**What is required:** Find every line in the items below that contains the word "girl", and copy each of those lines. Case counts.

--- Start Materials provided ---

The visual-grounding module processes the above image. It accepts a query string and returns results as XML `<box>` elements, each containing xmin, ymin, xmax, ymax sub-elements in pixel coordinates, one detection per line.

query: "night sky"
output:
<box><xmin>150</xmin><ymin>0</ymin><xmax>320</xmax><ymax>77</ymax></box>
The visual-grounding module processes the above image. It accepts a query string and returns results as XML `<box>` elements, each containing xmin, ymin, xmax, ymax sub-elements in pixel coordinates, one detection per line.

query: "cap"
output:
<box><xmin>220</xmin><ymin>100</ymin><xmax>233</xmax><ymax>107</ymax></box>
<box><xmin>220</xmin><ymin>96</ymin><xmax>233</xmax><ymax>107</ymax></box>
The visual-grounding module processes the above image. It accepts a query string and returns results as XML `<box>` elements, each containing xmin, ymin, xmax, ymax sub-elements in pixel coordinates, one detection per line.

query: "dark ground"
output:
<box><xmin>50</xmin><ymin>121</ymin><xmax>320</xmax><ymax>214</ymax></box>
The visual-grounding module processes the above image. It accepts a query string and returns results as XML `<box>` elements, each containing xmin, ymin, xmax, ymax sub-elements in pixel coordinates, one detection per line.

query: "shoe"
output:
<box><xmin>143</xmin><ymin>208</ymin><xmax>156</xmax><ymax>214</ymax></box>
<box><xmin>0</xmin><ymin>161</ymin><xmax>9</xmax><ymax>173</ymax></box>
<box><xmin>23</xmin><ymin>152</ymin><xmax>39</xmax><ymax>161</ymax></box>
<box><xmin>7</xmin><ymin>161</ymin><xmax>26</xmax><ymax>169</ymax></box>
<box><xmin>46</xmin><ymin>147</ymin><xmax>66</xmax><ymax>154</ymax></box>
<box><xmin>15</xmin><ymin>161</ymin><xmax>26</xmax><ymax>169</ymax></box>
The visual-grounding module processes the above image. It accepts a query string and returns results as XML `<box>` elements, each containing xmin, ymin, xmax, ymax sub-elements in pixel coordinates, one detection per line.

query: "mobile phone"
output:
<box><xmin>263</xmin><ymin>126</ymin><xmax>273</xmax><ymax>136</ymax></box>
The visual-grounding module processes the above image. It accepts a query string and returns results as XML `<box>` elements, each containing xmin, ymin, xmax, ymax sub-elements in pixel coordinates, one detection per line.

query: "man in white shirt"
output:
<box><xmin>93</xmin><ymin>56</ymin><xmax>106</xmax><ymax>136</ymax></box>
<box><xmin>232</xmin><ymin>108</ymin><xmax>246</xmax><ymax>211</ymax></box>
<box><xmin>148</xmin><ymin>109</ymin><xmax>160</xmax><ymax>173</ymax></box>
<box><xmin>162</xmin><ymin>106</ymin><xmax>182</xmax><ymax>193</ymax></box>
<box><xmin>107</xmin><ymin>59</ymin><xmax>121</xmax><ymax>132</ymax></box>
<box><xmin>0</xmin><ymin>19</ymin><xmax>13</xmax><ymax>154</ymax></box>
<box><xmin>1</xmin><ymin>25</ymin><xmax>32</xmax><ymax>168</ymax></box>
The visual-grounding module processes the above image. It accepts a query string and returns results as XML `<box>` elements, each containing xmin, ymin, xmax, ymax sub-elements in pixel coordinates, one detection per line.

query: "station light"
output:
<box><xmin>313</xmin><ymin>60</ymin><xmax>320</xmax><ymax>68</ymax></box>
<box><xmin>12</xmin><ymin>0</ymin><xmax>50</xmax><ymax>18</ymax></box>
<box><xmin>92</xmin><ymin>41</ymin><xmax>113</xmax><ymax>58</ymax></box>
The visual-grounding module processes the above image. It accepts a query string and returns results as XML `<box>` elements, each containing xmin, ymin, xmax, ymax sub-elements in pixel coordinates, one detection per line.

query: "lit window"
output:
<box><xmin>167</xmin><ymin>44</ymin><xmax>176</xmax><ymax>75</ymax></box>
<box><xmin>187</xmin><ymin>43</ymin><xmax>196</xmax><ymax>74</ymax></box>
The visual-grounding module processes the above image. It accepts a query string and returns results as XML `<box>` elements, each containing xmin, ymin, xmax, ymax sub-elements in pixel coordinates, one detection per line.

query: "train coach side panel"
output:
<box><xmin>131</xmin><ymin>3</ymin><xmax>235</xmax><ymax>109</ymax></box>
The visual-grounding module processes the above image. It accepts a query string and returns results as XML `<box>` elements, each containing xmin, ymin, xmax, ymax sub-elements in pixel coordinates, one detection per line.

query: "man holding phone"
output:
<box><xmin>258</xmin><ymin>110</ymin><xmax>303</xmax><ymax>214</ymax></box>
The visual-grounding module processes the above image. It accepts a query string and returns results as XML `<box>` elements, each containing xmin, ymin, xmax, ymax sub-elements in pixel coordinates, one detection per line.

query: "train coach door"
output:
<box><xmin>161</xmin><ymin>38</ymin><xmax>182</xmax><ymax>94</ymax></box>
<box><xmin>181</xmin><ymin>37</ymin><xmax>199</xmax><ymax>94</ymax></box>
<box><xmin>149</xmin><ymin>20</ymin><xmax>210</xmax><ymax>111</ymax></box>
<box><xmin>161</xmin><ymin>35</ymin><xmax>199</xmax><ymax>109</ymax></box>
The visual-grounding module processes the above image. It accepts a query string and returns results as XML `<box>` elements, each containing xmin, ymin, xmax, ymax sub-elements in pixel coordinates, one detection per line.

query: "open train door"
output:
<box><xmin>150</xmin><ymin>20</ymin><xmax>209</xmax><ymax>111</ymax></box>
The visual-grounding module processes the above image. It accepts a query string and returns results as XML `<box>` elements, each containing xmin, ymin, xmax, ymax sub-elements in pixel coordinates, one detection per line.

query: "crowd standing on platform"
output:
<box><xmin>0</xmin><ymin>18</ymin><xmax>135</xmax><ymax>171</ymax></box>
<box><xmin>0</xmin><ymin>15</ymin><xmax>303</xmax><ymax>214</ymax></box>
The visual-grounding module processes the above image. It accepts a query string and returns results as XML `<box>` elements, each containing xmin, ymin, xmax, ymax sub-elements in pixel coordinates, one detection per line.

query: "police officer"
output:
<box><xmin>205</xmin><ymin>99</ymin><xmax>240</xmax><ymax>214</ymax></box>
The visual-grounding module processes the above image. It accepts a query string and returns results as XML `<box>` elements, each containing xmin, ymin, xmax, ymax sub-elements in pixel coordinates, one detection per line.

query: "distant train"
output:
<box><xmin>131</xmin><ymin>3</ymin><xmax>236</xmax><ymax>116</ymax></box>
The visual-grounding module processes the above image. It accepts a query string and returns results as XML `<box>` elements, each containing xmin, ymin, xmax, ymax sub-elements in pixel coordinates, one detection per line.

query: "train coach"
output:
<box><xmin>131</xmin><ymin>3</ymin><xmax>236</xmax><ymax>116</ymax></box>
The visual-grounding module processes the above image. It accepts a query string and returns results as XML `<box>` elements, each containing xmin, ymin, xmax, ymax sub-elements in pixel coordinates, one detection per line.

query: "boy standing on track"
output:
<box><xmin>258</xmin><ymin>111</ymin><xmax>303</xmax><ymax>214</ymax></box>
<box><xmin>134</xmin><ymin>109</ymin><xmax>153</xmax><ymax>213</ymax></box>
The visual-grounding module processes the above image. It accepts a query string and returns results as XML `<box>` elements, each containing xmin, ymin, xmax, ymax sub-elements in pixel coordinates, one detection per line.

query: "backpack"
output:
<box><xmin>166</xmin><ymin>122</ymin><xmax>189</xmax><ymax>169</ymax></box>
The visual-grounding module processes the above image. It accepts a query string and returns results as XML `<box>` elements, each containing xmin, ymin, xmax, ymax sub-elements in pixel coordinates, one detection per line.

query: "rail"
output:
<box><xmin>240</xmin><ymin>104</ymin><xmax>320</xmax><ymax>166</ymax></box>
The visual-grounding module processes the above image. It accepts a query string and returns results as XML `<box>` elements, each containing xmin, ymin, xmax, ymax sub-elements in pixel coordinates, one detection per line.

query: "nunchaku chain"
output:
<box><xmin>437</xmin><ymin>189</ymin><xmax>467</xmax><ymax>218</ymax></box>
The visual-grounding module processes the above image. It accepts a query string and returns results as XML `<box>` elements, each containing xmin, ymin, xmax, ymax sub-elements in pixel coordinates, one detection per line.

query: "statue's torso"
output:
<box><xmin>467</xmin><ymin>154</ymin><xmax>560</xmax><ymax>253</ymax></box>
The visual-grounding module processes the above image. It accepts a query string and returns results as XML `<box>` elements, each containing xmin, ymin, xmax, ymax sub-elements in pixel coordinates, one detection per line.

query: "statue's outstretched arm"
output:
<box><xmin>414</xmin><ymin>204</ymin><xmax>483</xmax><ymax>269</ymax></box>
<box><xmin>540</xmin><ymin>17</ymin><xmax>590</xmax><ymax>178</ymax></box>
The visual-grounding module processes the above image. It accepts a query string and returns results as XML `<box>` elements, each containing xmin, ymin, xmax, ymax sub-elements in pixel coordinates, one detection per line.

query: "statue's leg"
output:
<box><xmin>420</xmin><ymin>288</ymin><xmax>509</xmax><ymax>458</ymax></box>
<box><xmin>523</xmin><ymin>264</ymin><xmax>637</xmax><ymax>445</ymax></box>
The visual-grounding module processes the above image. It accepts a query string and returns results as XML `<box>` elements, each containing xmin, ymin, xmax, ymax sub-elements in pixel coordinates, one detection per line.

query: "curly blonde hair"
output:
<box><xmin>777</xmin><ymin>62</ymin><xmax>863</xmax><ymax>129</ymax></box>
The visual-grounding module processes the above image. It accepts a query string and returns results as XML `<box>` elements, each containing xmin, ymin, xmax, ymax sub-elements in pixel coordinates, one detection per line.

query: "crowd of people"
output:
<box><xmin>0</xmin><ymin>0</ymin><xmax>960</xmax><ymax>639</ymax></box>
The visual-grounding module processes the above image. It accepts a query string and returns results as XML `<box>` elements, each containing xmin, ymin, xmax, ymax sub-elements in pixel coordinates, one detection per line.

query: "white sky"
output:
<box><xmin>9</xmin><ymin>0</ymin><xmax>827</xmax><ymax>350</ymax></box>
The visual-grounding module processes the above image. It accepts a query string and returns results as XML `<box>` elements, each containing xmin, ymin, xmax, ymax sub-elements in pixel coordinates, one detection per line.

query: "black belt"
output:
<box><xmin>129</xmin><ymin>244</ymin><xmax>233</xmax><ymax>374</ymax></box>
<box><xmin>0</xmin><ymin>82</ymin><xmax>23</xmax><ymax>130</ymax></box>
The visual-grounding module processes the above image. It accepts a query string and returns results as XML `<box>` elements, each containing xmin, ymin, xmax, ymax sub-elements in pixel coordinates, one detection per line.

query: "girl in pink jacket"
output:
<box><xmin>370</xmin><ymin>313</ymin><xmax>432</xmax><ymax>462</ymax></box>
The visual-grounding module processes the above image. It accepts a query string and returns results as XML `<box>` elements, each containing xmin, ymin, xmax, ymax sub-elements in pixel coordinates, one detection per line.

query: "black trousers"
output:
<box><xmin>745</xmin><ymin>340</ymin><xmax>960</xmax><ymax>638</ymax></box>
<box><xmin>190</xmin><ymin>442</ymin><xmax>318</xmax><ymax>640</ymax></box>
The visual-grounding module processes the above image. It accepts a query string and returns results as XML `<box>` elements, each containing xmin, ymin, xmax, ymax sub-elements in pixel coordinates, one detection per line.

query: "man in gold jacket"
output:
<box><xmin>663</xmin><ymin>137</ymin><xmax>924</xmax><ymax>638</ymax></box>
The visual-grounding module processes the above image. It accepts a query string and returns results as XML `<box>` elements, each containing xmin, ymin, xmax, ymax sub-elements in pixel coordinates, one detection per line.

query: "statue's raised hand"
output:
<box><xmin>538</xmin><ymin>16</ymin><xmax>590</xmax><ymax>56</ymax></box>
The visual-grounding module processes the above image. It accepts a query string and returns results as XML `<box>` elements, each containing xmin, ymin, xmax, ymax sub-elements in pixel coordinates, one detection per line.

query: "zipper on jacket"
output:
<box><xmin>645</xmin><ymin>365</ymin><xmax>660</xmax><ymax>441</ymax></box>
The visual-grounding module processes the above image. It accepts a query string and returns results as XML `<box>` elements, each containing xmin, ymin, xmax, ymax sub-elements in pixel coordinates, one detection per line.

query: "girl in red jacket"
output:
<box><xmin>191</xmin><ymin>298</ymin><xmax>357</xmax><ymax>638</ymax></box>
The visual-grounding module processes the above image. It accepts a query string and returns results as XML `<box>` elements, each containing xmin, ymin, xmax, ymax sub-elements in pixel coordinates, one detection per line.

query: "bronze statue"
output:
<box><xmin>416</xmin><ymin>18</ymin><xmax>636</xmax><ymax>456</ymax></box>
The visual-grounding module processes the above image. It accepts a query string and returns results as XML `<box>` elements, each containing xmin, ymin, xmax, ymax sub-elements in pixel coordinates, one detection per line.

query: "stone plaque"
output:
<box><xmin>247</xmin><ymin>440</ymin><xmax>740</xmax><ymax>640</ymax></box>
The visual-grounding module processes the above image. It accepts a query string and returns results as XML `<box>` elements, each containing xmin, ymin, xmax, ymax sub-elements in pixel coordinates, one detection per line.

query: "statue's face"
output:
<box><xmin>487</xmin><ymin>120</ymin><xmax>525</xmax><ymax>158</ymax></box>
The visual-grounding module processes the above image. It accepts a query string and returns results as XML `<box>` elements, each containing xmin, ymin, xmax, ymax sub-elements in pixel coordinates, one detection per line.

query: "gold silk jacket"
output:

--- End Materials provided ---

**Exercise output:**
query: "girl in pink jacket"
query: "girl in red jacket"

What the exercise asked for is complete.